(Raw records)
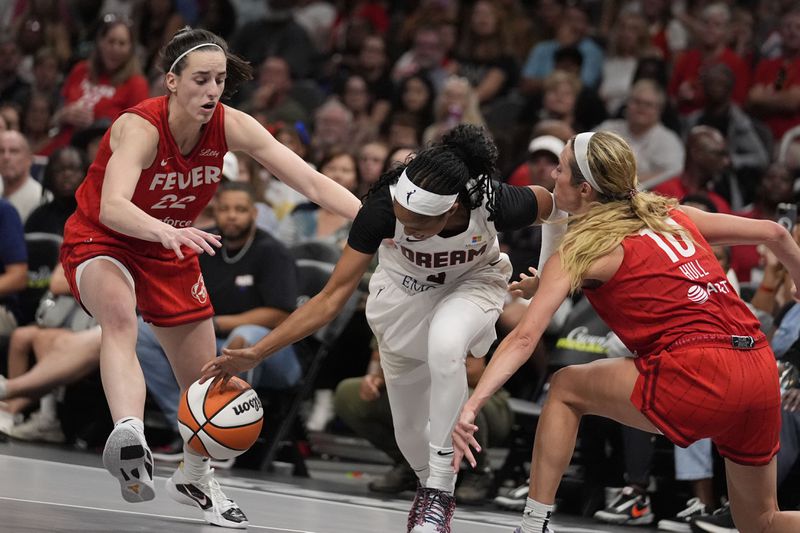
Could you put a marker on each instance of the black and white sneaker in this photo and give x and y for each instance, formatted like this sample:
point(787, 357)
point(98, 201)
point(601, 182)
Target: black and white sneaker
point(127, 457)
point(680, 524)
point(206, 494)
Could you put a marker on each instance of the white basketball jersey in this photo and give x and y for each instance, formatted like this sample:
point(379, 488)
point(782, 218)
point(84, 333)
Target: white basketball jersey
point(435, 262)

## WHAT TO PRODUCE:
Please rewrite all of the data above as a numbered list, one line per item, skipping blank lines and leaving the pictures out.

## WRITTEN RESPONSE:
1. Could you put a marker on each instance of the black and white sneaker in this photo and give x and y for each instance, formatted like this sample:
2. point(787, 357)
3. point(98, 201)
4. point(601, 182)
5. Target: black and white sneaker
6. point(127, 457)
7. point(680, 524)
8. point(206, 494)
9. Could you put a marker on each instance of the white basketball jersey in this photo and give x and y for each instance, formatted like this sample:
10. point(379, 488)
11. point(782, 218)
12. point(84, 333)
13. Target: white basketball jersey
14. point(435, 262)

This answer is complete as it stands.